REQUIRED ACTIONS:
[A] In the passage on juveniles who commit sexual offenses, turn the paragraph beginning "Awad and Saunders (1991) found" into a short bulleted list that keeps its main findings.
[B] Reproduce word for word the stretch of the passage on juveniles who commit sexual offenses from "Awad and Saunders" through "of these youth.".

Grabell and Knight (2009) suggest that in addition to having risk factors, it is likely that juveniles who have committed sexual offenses lack protective factors—such as emotional support and social competence—to buffer against risk in early experience. Future research should consider the complex relationships between these risk and protective factors in the development of sexually abusive behavior.

Typologies

Typology research undertaken to date has primarily differentiated subtypes of juveniles who have committed sexual offenses based on victim age, delinquent history, and personality characteristics. This section focuses on research as it relates to these dimensions.       

Subtypes Based on Victim Age

Awad and Saunders (1991) found that the majority of adolescents who sexually offended against females their age or older were recidivists, had a history of antisocial behavior predating and coinciding with their sexual offenses, and came from a disturbed family background. Adolescents who sexually assaulted peer or older females were less likely to be socially isolated than those who offended against children and more likely to socialize with older peers than a comparison group of delinquents. Alcohol and drugs were not found to play a prominent role in the adolescents who sexually victimized peer or older females. Sexually deviant impulses and antisocial traits were found to be motivating factors for the majority of these youth.

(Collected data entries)
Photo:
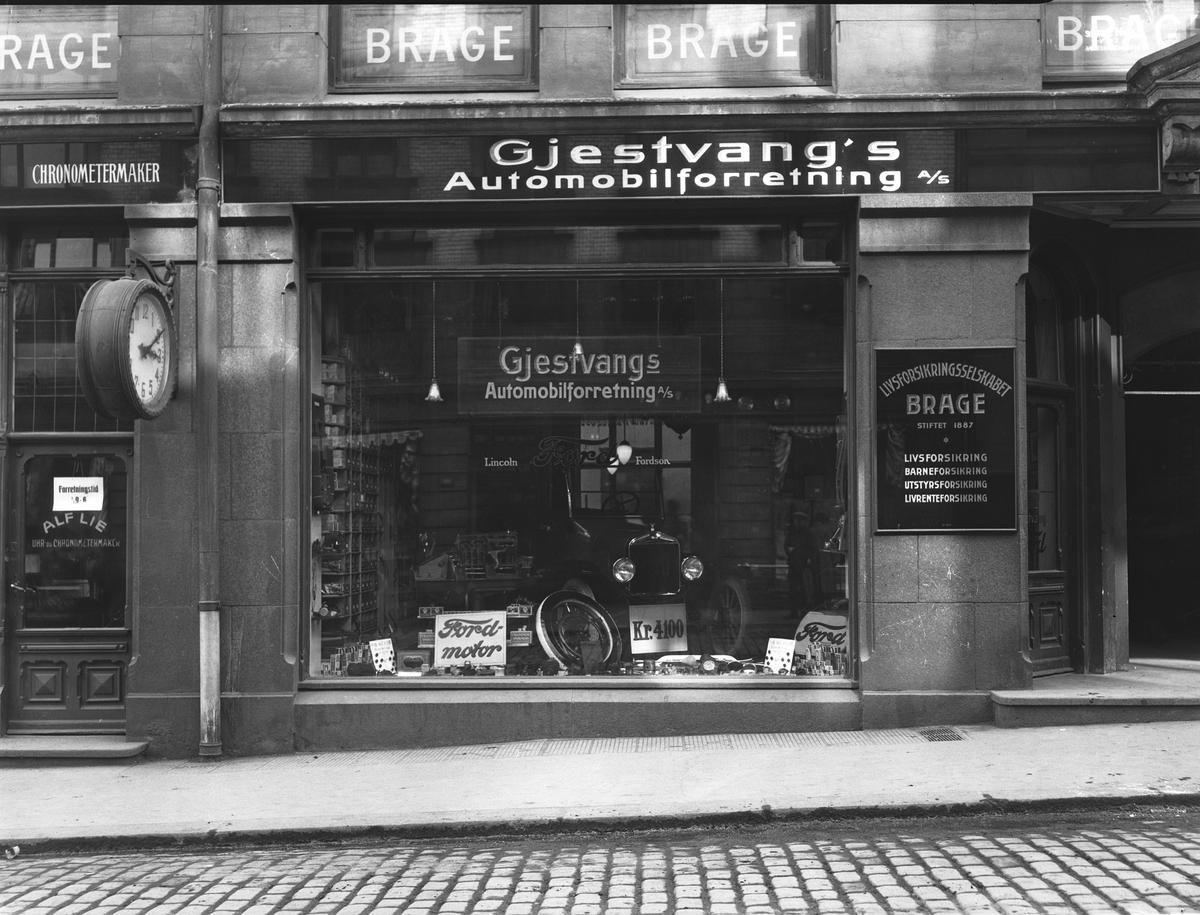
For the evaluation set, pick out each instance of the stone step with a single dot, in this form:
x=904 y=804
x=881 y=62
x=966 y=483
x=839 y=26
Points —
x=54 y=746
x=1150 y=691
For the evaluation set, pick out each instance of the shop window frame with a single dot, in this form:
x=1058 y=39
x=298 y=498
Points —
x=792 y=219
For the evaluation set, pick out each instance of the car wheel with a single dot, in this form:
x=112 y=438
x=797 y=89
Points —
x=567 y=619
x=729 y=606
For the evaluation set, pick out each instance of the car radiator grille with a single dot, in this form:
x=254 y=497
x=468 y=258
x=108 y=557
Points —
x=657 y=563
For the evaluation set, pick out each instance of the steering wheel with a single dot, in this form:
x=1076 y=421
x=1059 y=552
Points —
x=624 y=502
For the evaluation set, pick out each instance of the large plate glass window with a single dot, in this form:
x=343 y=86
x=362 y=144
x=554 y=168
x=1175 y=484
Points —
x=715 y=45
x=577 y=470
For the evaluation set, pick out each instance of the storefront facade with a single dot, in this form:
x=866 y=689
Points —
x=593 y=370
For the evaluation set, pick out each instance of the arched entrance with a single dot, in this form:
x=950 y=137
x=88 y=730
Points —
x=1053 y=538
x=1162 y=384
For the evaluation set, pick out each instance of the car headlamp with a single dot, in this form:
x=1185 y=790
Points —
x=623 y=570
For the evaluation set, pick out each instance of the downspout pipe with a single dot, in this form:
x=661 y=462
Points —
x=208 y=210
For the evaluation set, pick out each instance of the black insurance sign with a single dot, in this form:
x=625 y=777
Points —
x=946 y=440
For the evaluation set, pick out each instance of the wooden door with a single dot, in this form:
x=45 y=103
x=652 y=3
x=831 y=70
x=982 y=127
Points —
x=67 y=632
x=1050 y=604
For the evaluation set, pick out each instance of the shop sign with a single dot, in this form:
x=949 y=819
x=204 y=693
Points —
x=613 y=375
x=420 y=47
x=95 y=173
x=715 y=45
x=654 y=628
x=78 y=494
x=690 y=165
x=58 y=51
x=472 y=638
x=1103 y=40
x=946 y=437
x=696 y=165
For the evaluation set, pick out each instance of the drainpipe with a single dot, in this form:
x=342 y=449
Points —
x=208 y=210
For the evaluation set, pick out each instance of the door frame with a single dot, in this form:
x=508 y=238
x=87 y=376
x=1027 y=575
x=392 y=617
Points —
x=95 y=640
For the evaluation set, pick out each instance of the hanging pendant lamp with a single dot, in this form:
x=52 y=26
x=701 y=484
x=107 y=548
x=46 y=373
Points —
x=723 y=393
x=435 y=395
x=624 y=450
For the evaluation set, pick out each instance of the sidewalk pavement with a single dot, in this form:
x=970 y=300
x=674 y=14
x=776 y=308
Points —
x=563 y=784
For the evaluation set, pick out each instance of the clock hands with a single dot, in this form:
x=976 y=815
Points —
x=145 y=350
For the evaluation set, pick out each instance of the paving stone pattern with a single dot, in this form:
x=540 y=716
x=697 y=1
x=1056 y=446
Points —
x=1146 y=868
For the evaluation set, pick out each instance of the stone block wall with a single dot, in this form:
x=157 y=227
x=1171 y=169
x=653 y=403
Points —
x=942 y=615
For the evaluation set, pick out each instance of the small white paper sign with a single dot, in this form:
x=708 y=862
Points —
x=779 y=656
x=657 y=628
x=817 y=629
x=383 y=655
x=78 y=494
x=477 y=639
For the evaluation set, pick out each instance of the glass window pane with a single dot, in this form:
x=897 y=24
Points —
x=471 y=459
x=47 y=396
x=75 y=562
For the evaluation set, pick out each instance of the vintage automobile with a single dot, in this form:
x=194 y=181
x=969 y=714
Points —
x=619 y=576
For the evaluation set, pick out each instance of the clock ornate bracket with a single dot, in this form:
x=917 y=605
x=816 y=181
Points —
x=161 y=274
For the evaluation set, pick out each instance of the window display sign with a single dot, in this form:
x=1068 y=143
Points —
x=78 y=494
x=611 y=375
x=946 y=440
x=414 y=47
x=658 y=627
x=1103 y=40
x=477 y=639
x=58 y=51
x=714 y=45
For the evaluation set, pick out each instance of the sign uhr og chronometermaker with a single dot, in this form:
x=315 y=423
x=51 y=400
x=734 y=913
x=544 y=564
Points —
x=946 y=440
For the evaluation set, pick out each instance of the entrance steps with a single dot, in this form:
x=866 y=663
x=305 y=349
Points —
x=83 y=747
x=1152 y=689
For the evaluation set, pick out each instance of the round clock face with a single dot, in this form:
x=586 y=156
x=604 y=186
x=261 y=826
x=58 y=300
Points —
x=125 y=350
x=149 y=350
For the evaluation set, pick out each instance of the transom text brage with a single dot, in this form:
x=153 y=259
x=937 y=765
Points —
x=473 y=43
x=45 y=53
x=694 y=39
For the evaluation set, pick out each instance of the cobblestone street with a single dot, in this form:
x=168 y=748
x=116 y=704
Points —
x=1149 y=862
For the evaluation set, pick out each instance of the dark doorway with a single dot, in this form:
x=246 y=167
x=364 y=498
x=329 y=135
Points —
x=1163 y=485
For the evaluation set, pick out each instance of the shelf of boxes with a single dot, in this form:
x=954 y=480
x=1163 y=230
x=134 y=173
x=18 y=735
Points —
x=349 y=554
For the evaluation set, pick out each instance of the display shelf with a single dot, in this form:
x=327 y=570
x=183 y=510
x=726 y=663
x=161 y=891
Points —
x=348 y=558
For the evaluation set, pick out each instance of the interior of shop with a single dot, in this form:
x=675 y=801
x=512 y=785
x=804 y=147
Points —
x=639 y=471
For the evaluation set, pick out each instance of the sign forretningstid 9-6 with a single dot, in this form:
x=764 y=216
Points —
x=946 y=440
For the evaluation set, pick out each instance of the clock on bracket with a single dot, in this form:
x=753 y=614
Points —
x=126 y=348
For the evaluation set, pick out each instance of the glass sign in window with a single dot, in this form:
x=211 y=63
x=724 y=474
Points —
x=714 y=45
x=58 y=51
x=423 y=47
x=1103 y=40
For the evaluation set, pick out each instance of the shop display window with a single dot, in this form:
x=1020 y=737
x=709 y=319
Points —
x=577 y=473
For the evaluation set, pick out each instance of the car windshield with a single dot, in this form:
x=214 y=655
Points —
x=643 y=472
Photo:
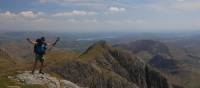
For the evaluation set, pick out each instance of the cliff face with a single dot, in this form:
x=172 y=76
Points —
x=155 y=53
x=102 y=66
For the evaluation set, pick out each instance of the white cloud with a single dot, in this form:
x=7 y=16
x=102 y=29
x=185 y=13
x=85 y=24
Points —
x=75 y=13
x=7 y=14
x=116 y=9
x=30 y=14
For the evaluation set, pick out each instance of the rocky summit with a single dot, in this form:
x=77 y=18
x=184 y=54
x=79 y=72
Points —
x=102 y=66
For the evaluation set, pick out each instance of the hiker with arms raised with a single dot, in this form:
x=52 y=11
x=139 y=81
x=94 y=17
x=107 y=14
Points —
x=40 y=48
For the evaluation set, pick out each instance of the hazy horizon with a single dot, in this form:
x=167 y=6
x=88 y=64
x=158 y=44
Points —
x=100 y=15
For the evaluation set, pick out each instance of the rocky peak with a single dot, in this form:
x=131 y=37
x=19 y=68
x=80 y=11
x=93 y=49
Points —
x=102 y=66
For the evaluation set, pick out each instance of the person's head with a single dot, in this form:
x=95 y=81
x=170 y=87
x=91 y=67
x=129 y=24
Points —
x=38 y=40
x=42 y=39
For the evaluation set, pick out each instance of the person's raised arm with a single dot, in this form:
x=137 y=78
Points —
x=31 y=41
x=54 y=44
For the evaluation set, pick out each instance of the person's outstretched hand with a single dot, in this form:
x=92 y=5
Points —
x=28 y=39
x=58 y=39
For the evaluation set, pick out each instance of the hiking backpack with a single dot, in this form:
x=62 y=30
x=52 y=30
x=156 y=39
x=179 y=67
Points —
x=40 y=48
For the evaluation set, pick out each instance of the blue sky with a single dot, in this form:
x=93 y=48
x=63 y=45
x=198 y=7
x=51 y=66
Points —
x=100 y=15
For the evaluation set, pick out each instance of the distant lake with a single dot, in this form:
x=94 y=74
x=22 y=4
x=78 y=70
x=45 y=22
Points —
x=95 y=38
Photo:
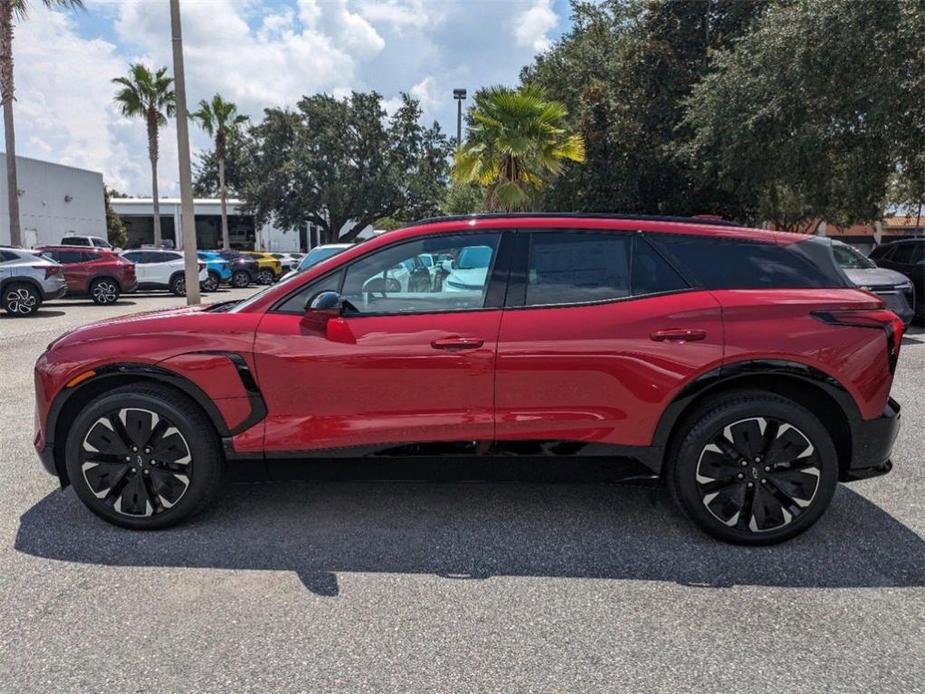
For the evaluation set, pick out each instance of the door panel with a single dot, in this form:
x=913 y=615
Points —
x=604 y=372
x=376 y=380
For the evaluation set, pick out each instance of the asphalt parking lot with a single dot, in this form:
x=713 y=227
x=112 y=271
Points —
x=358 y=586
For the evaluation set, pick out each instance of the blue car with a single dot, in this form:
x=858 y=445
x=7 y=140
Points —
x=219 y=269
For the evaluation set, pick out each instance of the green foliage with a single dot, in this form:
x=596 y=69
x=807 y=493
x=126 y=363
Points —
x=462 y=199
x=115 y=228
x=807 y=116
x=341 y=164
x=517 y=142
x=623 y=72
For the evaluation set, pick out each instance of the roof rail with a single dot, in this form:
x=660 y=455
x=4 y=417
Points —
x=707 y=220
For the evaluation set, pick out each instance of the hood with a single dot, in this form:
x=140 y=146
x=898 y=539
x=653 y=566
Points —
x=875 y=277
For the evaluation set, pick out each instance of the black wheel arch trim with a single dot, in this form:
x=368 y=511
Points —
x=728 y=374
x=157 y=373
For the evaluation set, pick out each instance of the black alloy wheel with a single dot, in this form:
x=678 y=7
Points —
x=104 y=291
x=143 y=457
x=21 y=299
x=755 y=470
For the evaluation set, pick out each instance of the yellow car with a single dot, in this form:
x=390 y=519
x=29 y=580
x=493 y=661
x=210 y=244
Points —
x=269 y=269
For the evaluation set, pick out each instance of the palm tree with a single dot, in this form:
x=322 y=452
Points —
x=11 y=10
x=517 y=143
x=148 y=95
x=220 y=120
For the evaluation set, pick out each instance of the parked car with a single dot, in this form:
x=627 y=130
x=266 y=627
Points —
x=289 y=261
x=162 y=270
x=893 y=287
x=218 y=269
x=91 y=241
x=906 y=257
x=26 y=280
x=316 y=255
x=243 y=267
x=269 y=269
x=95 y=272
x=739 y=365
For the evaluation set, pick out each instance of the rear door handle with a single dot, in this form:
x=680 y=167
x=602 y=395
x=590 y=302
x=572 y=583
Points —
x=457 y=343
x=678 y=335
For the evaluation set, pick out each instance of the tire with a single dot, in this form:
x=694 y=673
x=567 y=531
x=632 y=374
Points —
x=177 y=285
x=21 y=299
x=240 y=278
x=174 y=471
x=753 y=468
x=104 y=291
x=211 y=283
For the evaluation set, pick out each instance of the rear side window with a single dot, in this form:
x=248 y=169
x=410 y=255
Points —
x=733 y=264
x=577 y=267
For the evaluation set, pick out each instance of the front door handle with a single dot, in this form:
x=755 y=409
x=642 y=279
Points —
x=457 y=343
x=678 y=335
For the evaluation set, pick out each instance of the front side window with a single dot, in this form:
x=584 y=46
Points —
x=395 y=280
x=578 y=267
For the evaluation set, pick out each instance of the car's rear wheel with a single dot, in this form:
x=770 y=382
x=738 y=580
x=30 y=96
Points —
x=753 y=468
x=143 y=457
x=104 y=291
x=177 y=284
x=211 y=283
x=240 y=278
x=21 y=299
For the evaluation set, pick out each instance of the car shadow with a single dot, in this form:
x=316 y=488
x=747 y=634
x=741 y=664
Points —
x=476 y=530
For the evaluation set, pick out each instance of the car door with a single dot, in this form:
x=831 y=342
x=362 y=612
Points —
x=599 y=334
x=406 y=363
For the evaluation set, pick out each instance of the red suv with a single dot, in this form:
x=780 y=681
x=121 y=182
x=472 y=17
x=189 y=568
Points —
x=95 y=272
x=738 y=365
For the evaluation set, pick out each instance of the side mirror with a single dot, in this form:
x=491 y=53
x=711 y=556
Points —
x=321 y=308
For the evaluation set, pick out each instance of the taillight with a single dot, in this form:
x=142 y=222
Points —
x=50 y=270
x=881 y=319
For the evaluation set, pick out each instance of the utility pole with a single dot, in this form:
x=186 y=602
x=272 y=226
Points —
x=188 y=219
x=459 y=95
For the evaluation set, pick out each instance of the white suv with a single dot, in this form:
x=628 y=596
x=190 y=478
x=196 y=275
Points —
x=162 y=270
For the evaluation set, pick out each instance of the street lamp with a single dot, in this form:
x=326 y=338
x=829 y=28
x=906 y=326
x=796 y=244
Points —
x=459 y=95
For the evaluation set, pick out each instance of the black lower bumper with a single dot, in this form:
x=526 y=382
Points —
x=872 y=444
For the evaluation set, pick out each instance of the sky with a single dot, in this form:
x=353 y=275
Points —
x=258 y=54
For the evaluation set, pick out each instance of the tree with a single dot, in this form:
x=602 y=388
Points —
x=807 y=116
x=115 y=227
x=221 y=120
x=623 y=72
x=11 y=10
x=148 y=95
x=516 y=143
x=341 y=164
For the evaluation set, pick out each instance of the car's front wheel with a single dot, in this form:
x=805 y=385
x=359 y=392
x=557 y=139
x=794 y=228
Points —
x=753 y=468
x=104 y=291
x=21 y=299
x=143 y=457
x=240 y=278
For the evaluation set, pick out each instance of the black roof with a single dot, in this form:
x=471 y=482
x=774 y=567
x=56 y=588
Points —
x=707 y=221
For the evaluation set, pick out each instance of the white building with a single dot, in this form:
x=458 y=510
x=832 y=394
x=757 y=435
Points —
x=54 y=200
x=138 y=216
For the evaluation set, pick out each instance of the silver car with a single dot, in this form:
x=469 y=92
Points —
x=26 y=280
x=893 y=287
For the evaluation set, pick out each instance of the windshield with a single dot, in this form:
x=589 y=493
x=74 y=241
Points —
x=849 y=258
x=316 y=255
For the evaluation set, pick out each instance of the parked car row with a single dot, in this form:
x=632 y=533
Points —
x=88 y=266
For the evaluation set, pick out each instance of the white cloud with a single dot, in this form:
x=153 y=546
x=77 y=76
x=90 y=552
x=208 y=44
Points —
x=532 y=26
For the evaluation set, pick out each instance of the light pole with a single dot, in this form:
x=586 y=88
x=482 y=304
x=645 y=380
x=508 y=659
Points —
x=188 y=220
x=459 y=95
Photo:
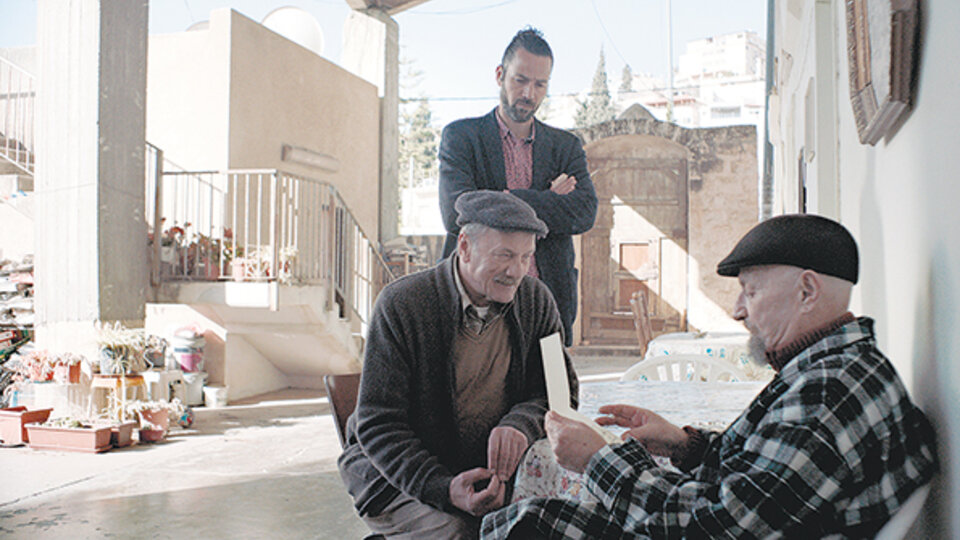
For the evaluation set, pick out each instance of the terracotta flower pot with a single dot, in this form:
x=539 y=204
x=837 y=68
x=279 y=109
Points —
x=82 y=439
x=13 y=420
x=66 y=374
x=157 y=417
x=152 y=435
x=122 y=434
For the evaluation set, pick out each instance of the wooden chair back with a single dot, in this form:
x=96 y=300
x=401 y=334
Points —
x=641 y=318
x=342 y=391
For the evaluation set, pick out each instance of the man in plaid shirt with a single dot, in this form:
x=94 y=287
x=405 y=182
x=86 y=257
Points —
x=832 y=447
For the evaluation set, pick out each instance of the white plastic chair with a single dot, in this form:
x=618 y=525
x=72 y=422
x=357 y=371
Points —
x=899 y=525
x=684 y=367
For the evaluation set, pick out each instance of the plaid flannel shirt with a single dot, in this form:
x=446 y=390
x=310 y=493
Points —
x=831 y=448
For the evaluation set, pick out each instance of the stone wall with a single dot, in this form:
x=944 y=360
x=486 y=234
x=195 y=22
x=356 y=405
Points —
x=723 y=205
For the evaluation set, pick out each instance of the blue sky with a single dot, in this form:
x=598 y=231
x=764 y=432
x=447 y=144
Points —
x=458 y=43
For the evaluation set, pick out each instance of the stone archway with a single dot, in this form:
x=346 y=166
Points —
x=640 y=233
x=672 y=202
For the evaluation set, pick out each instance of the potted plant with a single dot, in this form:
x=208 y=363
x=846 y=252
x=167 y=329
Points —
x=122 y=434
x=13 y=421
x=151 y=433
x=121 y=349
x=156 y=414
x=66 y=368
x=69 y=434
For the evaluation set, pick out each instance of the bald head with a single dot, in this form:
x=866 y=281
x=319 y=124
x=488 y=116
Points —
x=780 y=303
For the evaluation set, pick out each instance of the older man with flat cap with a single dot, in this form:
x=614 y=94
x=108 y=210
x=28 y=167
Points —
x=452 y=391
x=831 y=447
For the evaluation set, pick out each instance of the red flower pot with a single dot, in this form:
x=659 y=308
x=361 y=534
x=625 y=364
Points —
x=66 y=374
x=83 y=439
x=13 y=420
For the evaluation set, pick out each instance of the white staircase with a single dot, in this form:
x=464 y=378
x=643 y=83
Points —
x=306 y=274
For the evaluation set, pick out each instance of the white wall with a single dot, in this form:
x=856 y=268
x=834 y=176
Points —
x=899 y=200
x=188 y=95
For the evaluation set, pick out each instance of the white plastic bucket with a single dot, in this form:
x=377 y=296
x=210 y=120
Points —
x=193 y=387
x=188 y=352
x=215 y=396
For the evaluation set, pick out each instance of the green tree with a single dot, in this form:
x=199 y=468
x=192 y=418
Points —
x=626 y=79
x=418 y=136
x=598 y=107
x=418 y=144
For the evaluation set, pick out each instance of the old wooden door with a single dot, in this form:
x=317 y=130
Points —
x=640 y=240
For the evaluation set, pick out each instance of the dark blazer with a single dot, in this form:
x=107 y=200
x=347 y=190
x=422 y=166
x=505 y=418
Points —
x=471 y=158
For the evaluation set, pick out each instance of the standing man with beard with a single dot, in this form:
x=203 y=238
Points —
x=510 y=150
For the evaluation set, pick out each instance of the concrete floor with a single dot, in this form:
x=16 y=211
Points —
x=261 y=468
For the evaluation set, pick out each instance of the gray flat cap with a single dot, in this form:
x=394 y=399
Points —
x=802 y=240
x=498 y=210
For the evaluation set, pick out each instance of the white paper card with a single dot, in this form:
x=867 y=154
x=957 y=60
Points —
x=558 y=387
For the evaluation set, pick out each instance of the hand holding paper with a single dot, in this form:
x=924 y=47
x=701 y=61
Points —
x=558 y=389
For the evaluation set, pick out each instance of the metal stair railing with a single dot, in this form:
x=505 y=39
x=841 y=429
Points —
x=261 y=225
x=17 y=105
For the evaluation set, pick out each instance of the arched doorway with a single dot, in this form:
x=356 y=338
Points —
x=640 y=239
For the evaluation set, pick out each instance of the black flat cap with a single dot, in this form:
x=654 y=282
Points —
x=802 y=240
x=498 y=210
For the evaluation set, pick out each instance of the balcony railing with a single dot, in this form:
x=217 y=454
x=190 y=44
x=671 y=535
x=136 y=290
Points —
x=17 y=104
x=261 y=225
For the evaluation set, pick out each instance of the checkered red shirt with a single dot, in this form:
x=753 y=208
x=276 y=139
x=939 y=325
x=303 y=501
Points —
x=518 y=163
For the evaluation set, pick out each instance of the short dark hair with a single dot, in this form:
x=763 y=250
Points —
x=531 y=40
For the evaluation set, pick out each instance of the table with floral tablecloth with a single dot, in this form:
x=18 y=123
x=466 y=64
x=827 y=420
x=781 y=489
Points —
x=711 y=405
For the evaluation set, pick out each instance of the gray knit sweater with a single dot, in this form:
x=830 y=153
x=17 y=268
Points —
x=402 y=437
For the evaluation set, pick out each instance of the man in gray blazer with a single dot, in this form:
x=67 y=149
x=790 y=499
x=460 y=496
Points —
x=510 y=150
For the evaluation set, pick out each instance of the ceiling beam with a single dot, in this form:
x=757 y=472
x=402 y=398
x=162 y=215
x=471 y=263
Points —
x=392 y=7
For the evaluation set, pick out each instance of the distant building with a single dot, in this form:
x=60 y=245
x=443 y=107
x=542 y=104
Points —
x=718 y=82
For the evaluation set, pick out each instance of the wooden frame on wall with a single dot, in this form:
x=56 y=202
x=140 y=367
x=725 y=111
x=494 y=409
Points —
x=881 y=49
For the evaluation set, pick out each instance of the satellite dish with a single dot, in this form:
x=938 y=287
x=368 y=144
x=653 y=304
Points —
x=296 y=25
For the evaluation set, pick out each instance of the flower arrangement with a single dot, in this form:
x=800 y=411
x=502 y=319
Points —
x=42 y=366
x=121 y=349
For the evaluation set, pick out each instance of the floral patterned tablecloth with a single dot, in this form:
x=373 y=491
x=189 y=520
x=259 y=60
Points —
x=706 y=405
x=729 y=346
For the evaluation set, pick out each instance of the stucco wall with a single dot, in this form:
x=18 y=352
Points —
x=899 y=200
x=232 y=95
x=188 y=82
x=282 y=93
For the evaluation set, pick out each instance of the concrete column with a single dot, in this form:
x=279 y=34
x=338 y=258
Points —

ANSWER LIST:
[A]
Awad and Saunders (1991) found that, among adolescents who sexually offended against females their age or older:
- Most were recidivists, had a history of antisocial behavior before and during their sexual offenses, and came from a disturbed family background.
- They were less likely to be socially isolated than those who offended against children.
- They were more likely to socialize with older peers than a comparison group of delinquents.
- Alcohol and drugs did not play a prominent role.
- Sexually deviant impulses and antisocial traits motivated most of them.

[B]
Awad and Saunders (1991) found that the majority of adolescents who sexually offended against females their age or older were recidivists, had a history of antisocial behavior predating and coinciding with their sexual offenses, and came from a disturbed family background. Adolescents who sexually assaulted peer or older females were less likely to be socially isolated than those who offended against children and more likely to socialize with older peers than a comparison group of delinquents. Alcohol and drugs were not found to play a prominent role in the adolescents who sexually victimized peer or older females. Sexually deviant impulses and antisocial traits were found to be motivating factors for the majority of these youth.